-- Begin Supplied data --

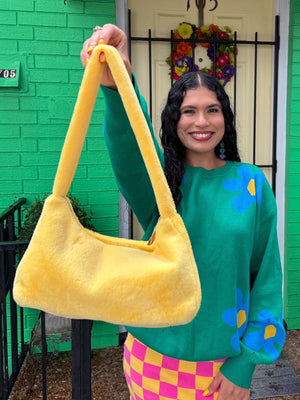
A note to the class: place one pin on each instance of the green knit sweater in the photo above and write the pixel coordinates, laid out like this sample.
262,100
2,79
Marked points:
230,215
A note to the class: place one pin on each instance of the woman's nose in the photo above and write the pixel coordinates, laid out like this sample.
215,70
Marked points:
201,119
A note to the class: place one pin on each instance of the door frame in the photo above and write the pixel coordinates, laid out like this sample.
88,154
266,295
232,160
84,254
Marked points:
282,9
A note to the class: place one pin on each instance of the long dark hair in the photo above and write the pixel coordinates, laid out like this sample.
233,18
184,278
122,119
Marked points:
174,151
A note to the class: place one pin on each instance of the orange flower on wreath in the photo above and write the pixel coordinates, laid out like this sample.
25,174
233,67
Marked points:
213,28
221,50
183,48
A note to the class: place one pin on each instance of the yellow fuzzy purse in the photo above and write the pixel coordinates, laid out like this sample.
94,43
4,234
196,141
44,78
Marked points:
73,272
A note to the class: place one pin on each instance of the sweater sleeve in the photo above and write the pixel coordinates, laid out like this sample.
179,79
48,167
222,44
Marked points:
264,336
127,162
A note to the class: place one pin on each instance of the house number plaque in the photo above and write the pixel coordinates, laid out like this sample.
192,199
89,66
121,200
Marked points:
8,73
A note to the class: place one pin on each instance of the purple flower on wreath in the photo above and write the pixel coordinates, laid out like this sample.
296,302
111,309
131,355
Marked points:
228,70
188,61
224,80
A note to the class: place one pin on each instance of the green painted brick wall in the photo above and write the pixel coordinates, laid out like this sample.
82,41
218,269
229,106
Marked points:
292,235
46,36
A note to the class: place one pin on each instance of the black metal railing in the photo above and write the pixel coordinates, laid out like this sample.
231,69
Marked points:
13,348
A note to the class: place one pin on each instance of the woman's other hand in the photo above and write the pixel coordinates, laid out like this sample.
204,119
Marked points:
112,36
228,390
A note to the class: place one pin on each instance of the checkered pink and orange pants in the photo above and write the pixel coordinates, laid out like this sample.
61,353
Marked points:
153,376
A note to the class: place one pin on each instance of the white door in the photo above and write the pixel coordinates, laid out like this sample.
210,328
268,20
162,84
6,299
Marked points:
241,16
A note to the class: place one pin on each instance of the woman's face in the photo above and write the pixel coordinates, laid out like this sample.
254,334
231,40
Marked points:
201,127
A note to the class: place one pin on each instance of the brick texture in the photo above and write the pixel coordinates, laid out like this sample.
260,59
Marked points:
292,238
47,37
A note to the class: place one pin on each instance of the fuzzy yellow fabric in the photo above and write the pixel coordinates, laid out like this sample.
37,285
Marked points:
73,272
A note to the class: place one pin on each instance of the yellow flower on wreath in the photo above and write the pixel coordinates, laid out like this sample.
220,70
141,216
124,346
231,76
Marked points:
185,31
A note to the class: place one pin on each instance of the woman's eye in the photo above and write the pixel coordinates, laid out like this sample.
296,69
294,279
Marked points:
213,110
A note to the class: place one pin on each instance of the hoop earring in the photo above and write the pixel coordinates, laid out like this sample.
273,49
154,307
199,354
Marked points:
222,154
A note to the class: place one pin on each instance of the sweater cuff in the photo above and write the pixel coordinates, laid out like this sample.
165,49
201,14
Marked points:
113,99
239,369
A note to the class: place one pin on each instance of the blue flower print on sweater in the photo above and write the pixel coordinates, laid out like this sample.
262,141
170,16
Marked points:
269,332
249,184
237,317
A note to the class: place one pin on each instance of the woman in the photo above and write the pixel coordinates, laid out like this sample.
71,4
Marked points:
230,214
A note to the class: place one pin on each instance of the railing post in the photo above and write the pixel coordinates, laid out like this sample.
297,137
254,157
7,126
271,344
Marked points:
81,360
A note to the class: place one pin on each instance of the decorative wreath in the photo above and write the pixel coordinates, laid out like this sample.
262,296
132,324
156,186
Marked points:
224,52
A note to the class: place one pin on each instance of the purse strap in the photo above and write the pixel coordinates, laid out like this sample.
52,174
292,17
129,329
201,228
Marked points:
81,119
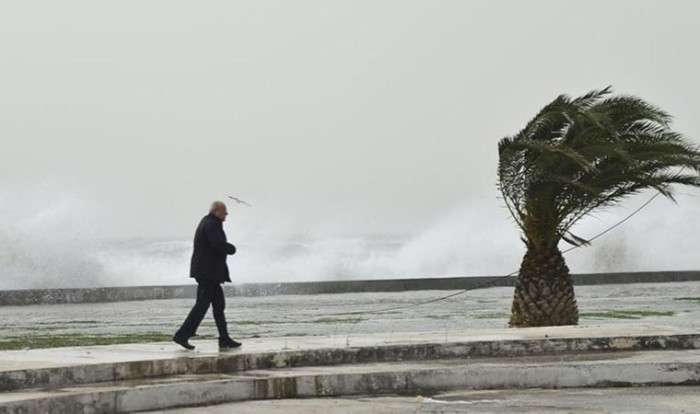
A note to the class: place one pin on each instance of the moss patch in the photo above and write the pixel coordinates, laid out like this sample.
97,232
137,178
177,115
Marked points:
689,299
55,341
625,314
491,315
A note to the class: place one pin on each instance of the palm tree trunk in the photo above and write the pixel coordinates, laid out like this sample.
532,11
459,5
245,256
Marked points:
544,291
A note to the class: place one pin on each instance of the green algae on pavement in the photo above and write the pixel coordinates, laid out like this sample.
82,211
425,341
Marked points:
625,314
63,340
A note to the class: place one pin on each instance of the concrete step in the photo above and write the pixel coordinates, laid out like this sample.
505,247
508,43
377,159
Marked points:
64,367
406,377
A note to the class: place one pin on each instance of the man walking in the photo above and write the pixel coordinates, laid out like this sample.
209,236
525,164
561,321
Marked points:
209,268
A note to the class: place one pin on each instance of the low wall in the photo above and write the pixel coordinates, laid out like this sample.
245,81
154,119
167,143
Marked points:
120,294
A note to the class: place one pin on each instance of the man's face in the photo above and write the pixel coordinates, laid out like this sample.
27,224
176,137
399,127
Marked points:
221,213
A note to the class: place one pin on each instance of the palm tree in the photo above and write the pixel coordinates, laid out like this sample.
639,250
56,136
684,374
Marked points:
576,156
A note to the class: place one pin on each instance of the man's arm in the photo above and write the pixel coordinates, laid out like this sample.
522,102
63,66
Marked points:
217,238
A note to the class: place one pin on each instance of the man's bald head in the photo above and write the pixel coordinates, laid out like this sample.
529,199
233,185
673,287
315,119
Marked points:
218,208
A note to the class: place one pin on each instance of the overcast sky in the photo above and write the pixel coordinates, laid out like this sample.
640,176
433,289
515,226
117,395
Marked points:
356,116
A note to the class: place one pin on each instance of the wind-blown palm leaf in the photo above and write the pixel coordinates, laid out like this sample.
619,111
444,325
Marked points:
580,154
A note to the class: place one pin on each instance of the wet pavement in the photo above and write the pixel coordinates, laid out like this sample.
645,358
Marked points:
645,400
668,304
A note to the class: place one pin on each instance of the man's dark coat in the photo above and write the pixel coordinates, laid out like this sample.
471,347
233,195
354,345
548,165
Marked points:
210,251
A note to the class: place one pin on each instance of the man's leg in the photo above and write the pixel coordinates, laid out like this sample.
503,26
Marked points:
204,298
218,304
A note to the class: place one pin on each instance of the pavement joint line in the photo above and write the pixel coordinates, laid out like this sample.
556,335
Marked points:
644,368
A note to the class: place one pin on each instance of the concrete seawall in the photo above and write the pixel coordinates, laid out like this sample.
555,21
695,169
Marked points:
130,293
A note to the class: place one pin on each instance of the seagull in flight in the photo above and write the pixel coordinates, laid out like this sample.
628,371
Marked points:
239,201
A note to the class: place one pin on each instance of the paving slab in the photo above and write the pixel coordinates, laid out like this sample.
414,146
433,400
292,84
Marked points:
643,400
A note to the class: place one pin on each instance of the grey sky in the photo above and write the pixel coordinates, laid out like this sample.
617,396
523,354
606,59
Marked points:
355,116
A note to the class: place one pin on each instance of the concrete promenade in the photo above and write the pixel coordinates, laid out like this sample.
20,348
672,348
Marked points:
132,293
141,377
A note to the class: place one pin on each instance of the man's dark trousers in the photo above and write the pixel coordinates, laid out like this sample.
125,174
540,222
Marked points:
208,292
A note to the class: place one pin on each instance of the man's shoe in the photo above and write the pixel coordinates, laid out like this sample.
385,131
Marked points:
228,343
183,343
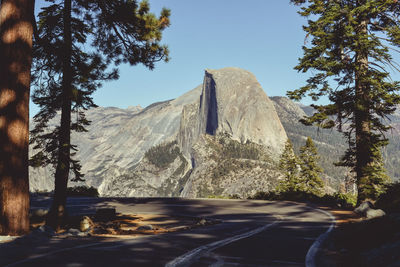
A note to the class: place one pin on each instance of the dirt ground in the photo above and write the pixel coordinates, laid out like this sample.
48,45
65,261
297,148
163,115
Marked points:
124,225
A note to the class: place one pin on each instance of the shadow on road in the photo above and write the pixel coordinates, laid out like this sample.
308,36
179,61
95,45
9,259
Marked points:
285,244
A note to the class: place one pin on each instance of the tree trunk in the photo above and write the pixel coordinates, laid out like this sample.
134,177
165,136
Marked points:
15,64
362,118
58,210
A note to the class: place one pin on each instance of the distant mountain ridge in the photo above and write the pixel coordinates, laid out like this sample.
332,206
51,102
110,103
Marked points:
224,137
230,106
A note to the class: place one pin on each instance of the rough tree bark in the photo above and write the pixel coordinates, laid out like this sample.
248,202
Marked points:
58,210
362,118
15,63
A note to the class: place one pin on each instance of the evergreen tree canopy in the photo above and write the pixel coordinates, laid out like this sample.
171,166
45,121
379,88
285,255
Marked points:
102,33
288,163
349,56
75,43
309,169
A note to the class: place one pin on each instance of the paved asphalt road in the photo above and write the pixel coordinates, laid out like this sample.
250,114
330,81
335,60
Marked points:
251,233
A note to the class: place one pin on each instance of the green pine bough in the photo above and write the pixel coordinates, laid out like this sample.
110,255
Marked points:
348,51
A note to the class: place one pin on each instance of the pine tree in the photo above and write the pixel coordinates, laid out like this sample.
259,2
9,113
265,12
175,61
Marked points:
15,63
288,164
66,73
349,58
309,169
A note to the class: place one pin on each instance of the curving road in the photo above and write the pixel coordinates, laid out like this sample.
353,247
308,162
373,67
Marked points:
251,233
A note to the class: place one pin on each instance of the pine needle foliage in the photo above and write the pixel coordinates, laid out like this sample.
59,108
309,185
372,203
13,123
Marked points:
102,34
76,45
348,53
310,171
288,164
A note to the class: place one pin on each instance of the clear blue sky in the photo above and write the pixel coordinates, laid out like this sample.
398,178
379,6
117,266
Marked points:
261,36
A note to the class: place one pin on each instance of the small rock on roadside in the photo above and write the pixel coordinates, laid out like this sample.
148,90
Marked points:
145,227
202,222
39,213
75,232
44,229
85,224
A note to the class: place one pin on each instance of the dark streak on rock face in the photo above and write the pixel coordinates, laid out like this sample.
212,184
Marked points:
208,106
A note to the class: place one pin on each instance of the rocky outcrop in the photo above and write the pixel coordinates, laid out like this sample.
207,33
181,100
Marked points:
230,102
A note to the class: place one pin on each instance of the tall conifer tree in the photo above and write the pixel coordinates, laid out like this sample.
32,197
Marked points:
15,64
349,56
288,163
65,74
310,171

-- End Supplied data --

Aim of the exercise: Output only the lines from the one holding "of the curving" through the last line above, exactly as they appear.

Exercise response:
A note to the class: place one pin on each instance of the curving road in the photo above and write the pixel coordinates, laid out like this sample.
353,247
308,162
373,67
Marked points:
251,233
A note to the class: place one pin on each instance of the pine needle foliage in the photo above and write the pixel coordinates, laid out like this sample.
59,108
309,185
372,203
13,123
Marked points:
102,34
76,45
348,53
310,171
288,164
A note to the class: place one pin on each instance of the clear blue sky in the photo above and write the pixel coordinates, laid out like this sample.
398,178
379,6
117,266
Marked points:
261,36
A note to the class: place one pin on each instance of the small rock on roadside in the photo above and write the pixel coordinates, laid out like this sample.
148,90
Marked points:
145,227
202,222
39,213
75,232
44,229
85,224
A note to the class: place one pin on each instance of the dark streak on rock face in the photo above and write the pixel coordinates, laid out like this sample.
212,184
Marked points:
208,106
A note to the class: place one pin on each instance of the rocky outcrop in the photo above and write the pixel coordinates, laid out like this sample.
207,33
181,100
Marked points:
230,102
A note to the class: place one pin on each instance of the tall conifer tree in the photo above and write the pixel coordinates, laid out like this sample.
32,197
Marked points:
15,64
349,56
288,163
65,74
310,171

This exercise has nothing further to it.